* **OPDRACHT**
Zet de onderstaande passage over het boekenonderzoek bij eiseres voort vanaf de laatste zin.

* **GEGEVEN PASSAGE**

Tegen [X] loopt in Duitsland een gerechtelijke strafprocedure wegens verdenking van (het geven van ondersteuning bij) het ontduiken van Duitse belasting. De Duitse Belastingdienst heeft informatie die zij in het kader van het ter zake uitgevoerde strafrechtelijk onderzoek heeft verkregen, verstrekt aan verweerder. Naar aanleiding van deze informatie heeft verweerder op 27 april 2010 een boekenonderzoek ingesteld bij eiseres naar onder meer de aanvaardbaarheid van de aangiften vennootschapsbelasting voor de jaren 2005 tot en met 2008. In het op 8 juni 2011 van dit boekenonderzoek opgemaakte rapport staat onder meer het volgende vermeld:

“Niet voldoen aan de administratieplicht

De kasadministratie van 2005 tot en met 2008 is zodanig gevoerd dat niet te allen tijde de rechten en verplichtingen van belastingplichtige en andere voor de heffing van belasting overigens van belang zijnde gegevens duidelijk blijken. De contante opnamen van de bank en contante betalingen aan [E] , [K] GmbH, [L] GmbH u. Co KG en [M] GmbH en de contante betalingen in verband met bijvoorbeeld autokosten zijn niet juist in een kasboek zijn verwerkt. In 2005 bestaat de kasadministratie uit twee grootboekregels, namelijk een beginsaldo en een verdichte uitgaveregel. In 2006 bestaat de grootboekrekening kas uit zes boekingen, waarvan vier verdicht. In 2007 lijkt het op een kasadministratie, maar op 23 januari 2007 loopt de kas negatief. Daarnaast vinden er verdichte boekingen plaats. Pas op 31 december 2007 is het saldo in de kasadministratie weer positief om op nihil te eindigen na de laatste memoriaalboeking. In 2008 is de kasadministratie te vergelijken met 2007. Zowel negatieve saldi als verdichte boekingen. Deze werkwijze is, gelet op de hoogte van de contante opnamen en uitgaven niet aanvaardbaar. Belastingplichtige voldoet hiermee, gelet op de grote sommen contant geld, niet aan zijn administratieplicht.”(pagina 4 van het rapport).

“Bevindingen

Dhr. [X] van [eiseres] doet het voorkomen alsof hij in de jaren 2005 tot en met 2009 bemiddelde tussen de varkensslachterijen [P] GmbH en [R] GmbH, beide gevestigd te [B] in Duitsland, en drie Duitse uitzendbureau’s, te weten: [K] GmbH, [L] GmbH u.Co KG en [M] GmbH. De bemiddelingsdiensten bestaan uit het inhuren en verhuren van personeel om varkens te slachten. De netto-opbrengst van [eiseres] bedraagt per saldo ongeveer 7,5%.
Deze netto-opbrengst is als volgt opgebouwd:
- [eiseres] factureert € 0,50 exclusief omzetbelasting (heffing verlegd) per geslacht varken aan [P] GmbH en [R] GmbH. De facturen van [eiseres] aan [P] GmbH en [R] GmbH worden betaald per bank.

[Ruwe gegevens]
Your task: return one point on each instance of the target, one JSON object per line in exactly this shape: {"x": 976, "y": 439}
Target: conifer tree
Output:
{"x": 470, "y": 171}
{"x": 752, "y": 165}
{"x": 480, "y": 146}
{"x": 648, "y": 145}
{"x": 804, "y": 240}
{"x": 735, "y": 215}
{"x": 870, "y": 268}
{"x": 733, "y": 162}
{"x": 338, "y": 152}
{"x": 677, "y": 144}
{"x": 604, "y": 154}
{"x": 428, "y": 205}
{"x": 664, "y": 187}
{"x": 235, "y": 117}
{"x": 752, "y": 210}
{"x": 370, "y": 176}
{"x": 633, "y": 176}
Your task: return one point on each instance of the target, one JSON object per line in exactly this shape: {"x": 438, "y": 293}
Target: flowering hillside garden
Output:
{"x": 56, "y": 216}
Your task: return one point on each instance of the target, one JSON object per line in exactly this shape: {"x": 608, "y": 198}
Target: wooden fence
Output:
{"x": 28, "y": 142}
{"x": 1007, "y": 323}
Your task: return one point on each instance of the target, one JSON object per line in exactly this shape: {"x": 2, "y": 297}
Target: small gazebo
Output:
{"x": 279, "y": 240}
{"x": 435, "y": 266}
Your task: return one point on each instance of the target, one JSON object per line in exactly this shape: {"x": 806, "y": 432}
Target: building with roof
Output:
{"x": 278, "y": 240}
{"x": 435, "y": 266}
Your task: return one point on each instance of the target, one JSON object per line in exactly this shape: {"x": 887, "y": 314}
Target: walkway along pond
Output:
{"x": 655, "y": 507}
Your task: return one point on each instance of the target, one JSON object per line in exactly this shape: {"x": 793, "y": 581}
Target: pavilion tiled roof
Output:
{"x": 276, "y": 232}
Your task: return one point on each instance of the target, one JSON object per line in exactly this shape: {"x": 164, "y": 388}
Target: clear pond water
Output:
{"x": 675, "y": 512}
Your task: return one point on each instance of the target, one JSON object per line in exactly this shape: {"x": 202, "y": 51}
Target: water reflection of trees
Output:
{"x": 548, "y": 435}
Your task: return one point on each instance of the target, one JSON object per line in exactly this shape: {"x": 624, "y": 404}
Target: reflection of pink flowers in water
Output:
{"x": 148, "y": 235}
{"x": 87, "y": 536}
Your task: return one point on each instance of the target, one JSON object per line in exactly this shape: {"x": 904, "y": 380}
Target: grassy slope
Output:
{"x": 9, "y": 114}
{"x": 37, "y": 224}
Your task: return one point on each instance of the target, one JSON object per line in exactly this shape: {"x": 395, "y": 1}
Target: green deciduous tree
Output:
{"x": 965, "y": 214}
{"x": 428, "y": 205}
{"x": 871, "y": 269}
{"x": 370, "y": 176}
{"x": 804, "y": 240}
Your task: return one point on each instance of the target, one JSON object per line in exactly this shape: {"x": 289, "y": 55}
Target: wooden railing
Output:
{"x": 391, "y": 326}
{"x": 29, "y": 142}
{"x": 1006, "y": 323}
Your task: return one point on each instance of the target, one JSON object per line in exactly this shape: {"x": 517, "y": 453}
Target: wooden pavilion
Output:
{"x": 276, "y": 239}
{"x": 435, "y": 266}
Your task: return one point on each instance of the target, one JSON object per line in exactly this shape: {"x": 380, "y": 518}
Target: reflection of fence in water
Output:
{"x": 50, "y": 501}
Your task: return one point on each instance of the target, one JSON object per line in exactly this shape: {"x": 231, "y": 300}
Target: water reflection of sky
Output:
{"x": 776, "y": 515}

* **ANTWOORD**
- [eiseres] ontvangt facturen (inclusief Mehrwertsteuer) van de uitzendbureau’s per geslacht varken met een stuksprijs van ongeveer € 0,4625. [eiseres] betaalde de facturen tot en met december 2008 volgens de erg summiere kasadministratie contant aan het uitzendbureau. Gelet op de hoogte van de bedragen is dit erg onwaarschijnlijk. Na opname van de bank is het geld uit zicht.
- Het verschil, de netto-opbrengst, per geslachte varken bedraagt € 0,0375.

In Duitsland wordt omzet behaald zonder dat omzetbelasting (Mehrwertsteuer) in rekening wordt gebracht, omdat de heffing is verlegd naar de afnemer van de dienst (slachterij). De facturatie van de uitzendbureaus gebeurde met Duitse omzetbelasting (Mehrwertsteuer). [eiseres] claimt vervolgens de voorbelasting in Duitsland. Eind 2008 is de vordering op de Duitse belastingdienst opgelopen tot € 198.688,71. Uit onderzoek is gebleken dat de Duitse belastingdienst de teruggaaf van de geclaimde voorbelasting niet zal verlenen.

(…)
Uit onderzoek is gebleken dat alle betrokken uitzendbureaus, te weten [L] GmbH u. Co KG (in de persoon van [G] ), [K] GmbH ( [H] ) en [M] GmbH ( [I] ) nooit daadwerkelijk activiteiten hebben verricht zoals door [eiseres] beweerd wordt. Van diverse aan [eiseres] verstuurde inkoopfacturen is vast komen te staan dat handtekeningen zijn vervalst. Ook staan er onbekende geschäftsführers vermeld op de facturen. Uit gesprekken met betrokkenen is gebleken dat de facturen vals zijn. Nader onderzoek heeft daarnaast duidelijk gemaakt dat de betreffende facturen van de uitzendbureaus naar grote waarschijnlijkheid in één keer, dat wil zeggen achtereenvolgens, en niet datumsecht zijn opgemaakt.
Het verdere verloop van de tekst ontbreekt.